%%

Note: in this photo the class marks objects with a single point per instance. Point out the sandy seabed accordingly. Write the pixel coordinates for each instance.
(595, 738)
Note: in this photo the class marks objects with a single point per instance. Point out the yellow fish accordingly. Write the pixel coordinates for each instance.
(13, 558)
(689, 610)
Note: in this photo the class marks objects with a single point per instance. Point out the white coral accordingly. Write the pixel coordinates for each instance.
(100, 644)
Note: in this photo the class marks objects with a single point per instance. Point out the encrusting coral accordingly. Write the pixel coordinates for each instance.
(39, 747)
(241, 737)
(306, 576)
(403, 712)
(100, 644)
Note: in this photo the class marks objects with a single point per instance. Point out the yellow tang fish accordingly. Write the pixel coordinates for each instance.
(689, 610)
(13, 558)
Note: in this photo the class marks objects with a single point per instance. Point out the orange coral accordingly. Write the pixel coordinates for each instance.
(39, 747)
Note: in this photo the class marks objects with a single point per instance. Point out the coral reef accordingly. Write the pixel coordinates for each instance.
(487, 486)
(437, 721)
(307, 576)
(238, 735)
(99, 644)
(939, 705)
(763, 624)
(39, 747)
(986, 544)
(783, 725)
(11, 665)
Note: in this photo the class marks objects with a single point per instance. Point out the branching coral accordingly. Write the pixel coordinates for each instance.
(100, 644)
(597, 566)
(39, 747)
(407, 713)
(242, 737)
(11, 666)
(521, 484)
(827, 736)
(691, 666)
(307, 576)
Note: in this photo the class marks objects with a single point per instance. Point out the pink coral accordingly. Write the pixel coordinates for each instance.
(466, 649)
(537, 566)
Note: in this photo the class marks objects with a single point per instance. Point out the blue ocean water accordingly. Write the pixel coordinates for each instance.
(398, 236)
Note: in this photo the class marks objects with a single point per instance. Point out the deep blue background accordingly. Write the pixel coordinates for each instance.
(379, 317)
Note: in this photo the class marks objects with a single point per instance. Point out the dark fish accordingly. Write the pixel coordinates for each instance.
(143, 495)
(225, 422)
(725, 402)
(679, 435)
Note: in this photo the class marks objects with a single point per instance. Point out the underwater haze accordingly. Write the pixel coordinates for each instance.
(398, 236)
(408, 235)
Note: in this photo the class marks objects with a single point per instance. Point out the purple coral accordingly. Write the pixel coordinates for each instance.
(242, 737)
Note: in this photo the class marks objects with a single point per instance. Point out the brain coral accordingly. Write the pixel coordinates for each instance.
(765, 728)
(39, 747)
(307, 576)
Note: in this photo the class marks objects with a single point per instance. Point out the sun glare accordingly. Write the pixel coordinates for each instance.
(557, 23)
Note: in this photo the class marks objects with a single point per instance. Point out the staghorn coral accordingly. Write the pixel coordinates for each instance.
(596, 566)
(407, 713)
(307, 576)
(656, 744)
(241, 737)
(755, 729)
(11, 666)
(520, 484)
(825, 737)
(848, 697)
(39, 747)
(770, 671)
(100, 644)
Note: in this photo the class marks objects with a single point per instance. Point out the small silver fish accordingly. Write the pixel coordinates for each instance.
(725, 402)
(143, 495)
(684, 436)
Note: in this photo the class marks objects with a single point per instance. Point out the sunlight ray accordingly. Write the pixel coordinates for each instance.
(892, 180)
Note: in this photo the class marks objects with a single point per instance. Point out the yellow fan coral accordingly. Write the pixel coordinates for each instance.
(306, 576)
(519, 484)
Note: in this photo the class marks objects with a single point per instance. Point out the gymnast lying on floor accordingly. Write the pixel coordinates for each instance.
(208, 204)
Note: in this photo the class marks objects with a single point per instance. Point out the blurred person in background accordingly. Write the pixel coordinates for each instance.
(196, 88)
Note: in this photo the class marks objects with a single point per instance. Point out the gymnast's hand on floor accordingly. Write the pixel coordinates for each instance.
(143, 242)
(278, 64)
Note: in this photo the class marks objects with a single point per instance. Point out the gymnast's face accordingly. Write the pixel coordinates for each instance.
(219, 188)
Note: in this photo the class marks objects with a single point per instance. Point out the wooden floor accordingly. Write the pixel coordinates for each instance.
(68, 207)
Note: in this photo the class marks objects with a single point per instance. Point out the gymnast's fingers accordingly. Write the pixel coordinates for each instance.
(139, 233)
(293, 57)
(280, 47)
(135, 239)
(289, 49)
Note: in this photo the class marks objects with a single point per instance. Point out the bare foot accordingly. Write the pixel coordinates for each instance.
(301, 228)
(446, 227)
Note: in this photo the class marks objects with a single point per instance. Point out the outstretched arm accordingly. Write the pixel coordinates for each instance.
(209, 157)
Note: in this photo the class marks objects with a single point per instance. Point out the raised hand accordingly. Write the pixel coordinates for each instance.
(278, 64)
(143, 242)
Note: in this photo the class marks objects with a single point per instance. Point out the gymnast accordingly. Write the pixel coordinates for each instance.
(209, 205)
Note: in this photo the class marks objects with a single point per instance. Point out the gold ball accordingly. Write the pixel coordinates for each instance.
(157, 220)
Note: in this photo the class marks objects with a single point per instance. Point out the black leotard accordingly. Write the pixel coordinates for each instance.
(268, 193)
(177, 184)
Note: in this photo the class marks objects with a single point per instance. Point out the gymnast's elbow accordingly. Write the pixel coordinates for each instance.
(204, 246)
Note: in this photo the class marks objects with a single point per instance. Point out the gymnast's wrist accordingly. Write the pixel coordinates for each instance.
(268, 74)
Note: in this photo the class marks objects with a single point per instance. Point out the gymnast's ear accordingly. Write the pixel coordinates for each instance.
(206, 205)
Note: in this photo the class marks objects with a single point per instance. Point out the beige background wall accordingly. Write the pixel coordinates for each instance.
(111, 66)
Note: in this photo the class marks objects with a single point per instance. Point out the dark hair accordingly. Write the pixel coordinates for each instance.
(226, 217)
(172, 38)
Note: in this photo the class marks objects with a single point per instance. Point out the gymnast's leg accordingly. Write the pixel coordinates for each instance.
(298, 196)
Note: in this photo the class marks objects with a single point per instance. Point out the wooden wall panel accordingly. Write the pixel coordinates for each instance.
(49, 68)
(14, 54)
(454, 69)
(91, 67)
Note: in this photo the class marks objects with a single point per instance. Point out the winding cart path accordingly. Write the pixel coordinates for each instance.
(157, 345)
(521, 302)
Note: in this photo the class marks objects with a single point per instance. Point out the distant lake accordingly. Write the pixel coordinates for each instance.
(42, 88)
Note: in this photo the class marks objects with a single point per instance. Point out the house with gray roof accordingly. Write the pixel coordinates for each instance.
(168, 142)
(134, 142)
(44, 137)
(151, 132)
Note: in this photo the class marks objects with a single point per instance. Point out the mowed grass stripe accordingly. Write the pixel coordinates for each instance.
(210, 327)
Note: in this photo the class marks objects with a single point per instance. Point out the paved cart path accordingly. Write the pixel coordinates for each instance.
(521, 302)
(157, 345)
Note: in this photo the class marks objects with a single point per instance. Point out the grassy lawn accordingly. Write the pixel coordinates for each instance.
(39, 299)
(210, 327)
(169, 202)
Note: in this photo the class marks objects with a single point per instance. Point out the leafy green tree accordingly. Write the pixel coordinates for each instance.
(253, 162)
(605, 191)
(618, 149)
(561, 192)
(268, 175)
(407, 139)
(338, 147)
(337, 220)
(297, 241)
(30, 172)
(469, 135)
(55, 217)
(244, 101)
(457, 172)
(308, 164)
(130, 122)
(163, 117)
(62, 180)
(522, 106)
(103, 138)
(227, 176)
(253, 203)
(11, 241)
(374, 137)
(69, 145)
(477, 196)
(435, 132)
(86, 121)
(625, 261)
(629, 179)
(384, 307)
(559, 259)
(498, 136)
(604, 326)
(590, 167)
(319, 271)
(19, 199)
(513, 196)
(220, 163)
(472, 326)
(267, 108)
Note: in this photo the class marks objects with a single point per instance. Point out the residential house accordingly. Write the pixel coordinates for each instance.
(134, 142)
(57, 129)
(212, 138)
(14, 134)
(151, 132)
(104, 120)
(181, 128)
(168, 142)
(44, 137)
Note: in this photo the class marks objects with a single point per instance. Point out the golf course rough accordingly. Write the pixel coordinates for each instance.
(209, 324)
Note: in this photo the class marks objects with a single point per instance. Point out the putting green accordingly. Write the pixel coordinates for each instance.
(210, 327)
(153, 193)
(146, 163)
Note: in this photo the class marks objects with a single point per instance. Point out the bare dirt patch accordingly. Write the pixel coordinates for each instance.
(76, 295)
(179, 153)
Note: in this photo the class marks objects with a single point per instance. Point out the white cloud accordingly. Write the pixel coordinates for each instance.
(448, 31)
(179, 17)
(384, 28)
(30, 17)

%%

▸ PROBLEM
For the entries above, transcribe precisely the lines from the one with "the white cloud" through the end, including both.

▸ PROBLEM SOLUTION
Note: in this photo the class marks objects with a single point per instance. Point out the white cloud accordingly. Write the pixel coordinates for each instance.
(448, 31)
(179, 17)
(384, 28)
(30, 17)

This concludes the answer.